**WHAT IS EXPECTED:**
Pull out every line in the records below that includes the word "view", and copy each one unchanged.

**MATERIAL FOR THIS TASK:**
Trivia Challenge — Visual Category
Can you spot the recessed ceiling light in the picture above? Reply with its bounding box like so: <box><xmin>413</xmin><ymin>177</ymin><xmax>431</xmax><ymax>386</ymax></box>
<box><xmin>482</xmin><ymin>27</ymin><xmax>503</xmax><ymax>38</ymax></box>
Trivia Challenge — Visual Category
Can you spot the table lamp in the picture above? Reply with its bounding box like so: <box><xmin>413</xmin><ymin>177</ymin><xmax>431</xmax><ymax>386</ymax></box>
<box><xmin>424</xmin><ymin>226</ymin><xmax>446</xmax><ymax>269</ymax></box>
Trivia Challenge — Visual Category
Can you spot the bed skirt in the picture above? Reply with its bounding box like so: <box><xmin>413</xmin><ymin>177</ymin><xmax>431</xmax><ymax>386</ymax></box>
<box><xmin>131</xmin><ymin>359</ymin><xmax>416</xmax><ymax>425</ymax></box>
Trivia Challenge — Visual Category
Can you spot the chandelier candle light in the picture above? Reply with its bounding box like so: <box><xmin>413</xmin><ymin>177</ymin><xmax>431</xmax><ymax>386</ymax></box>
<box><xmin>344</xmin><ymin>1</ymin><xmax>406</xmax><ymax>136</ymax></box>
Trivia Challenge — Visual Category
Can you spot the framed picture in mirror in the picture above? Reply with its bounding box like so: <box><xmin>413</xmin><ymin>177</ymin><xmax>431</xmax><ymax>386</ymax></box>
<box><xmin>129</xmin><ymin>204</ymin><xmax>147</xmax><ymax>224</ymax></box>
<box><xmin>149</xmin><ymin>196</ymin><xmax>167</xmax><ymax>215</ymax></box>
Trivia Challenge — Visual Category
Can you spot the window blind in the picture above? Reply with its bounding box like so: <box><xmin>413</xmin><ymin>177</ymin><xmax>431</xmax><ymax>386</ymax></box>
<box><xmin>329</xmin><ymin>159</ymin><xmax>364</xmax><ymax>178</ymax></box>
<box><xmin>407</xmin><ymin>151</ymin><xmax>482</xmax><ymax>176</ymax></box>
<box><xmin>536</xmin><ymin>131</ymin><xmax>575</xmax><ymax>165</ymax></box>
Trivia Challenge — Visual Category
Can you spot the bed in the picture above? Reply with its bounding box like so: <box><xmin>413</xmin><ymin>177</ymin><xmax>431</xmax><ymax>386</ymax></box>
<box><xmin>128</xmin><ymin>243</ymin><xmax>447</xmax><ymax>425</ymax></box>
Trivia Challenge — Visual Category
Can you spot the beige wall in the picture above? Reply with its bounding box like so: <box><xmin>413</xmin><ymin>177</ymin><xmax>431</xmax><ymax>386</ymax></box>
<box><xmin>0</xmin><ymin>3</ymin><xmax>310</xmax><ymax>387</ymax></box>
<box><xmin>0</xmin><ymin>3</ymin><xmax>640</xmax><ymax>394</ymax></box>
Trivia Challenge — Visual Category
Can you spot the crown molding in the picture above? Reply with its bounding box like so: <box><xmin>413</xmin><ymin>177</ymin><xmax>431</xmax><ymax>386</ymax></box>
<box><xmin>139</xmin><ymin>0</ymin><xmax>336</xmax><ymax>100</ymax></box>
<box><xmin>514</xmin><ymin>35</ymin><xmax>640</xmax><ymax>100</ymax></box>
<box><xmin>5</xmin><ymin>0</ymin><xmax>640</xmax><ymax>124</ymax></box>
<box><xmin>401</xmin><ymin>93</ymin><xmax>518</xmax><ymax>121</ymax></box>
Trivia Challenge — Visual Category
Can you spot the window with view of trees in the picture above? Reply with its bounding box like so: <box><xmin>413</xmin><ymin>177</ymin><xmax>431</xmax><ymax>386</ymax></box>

**OUTPUT:**
Can you spot the window with view of trees in the picture above? Reply with its bounding box like so: <box><xmin>413</xmin><ymin>177</ymin><xmax>431</xmax><ymax>386</ymax></box>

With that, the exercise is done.